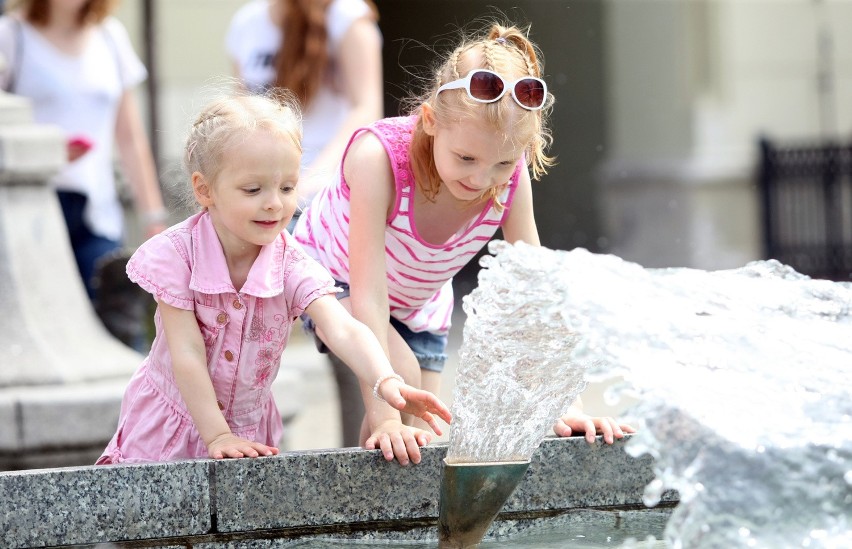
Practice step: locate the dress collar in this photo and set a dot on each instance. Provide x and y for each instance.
(210, 270)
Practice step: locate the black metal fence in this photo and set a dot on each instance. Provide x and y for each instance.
(806, 193)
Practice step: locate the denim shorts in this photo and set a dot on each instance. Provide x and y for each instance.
(429, 348)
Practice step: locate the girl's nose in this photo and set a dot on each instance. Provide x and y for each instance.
(479, 180)
(274, 202)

• • • • • • •

Pictures aside, repeat each entry in full and without change.

Practice step: locate the dress collar in this photo and set a dot on each instance. Provide x and y for each instance.
(210, 270)
Practice step: locate the black metal fence in this photo and set a dot on each instance. Provide x and y for each instance.
(806, 193)
Practice step: locate the denim shorts in this photo and set a dot on each instance. Provide x and y for each instance.
(429, 348)
Practice step: locate the girl's nose in this photo and set a dot on each instance. Provide x and y for each instance.
(479, 180)
(274, 202)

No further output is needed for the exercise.